#### FRAGMENTO PROPORCIONADO:
# # # # #
Nuestros enemigos de clase acostumbran a quejarse de nuestro terrorismo. Lo que entienden por esto no está muy claro. Ellos querrían calificar de terrorismo todas las actividades del proletariado contra sus enemigos de clase. A sus ojos, la huelga es el principal método terrorista. Una amenaza de huelga, la organización de piquetes, el boicot a un patrón esclavista, el boicot moral a un traidor que ha salido de nuestras propias filas, dicen que todo esto es terrorismo. Si se entiende por tal toda acción que inspira temor o daña al enemigo de clase, entonces, naturalmente, toda la lucha de clases no es otra cosa que terrorismo. Y entonces ya sólo quedaría por saber si los políticos burgueses tienen derecho a derramar a raudales su indignación moral mientras que todo el Estado, sus leyes, su policía y su ejército no son más que un aparato de terror capitalista.
Sin embargo es preciso decir que cuando nos reprochan hacer terrorismo intentan, aunque no siempre a sabiendas, dar a este término un sentido más literal, más indirecto.
# # # # #
#### TAREA A:
Transcribe del fragmento sobre el terrorismo el pasaje que va desde "Nuestros enemigos de" hasta "de terror capitalista.", ambos incluidos.

#### DATOS PROPORCIONADOS:
# # # # #
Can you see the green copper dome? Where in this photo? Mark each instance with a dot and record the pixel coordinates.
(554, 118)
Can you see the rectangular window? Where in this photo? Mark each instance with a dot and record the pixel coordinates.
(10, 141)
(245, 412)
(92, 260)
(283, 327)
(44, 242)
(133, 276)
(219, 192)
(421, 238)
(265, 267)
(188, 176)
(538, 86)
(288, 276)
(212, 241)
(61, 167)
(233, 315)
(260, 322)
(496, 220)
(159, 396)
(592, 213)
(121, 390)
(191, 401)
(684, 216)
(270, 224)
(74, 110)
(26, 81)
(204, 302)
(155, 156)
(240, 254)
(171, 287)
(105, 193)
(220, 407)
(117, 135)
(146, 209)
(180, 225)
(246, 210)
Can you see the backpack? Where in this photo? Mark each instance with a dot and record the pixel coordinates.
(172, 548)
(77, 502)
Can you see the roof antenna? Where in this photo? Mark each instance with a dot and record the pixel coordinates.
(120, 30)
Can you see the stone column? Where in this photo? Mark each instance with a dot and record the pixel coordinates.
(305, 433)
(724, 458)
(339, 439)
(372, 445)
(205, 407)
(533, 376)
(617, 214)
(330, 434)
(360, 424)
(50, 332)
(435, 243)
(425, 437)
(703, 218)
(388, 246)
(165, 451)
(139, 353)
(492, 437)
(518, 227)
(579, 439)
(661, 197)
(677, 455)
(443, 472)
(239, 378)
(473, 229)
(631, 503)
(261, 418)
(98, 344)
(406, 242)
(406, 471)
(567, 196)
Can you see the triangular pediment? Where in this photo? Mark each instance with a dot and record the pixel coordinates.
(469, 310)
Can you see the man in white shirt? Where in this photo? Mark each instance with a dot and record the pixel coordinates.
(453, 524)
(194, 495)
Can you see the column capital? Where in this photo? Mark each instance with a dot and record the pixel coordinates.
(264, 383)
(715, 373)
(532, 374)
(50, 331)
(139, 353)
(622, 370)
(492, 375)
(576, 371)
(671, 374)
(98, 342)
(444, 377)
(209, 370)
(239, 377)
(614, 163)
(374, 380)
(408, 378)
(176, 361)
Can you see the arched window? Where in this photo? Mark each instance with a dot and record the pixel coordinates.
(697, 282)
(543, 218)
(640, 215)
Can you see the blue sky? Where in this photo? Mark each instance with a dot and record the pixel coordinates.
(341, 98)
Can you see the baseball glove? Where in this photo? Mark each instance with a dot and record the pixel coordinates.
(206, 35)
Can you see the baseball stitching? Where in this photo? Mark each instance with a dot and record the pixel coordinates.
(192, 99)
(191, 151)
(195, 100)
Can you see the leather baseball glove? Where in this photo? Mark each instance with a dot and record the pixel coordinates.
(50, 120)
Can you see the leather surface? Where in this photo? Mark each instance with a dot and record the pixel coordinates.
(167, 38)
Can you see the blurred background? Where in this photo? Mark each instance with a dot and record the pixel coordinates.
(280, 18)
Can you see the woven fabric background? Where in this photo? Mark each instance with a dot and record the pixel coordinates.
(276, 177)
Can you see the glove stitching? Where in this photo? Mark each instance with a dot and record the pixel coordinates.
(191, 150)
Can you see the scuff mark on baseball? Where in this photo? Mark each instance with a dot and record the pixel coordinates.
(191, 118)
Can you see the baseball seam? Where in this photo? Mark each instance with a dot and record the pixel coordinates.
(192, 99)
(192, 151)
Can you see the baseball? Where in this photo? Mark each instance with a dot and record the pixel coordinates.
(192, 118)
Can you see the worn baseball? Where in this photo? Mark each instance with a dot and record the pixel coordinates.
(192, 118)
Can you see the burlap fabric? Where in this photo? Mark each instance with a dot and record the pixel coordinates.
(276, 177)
# # # # #
#### TAREA B:
¿En cuántas líneas de las entradas aparece la cadena "background"? Indica únicamente el número.

#### RESPUESTA COMPLETA A:
Nuestros enemigos de clase acostumbran a quejarse de nuestro terrorismo. Lo que entienden por esto no está muy claro. Ellos querrían calificar de terrorismo todas las actividades del proletariado contra sus enemigos de clase. A sus ojos, la huelga es el principal método terrorista. Una amenaza de huelga, la organización de piquetes, el boicot a un patrón esclavista, el boicot moral a un traidor que ha salido de nuestras propias filas, dicen que todo esto es terrorismo. Si se entiende por tal toda acción que inspira temor o daña al enemigo de clase, entonces, naturalmente, toda la lucha de clases no es otra cosa que terrorismo. Y entonces ya sólo quedaría por saber si los políticos burgueses tienen derecho a derramar a raudales su indignación moral mientras que todo el Estado, sus leyes, su policía y su ejército no son más que un aparato de terror capitalista.

#### RESPUESTA COMPLETA B:
2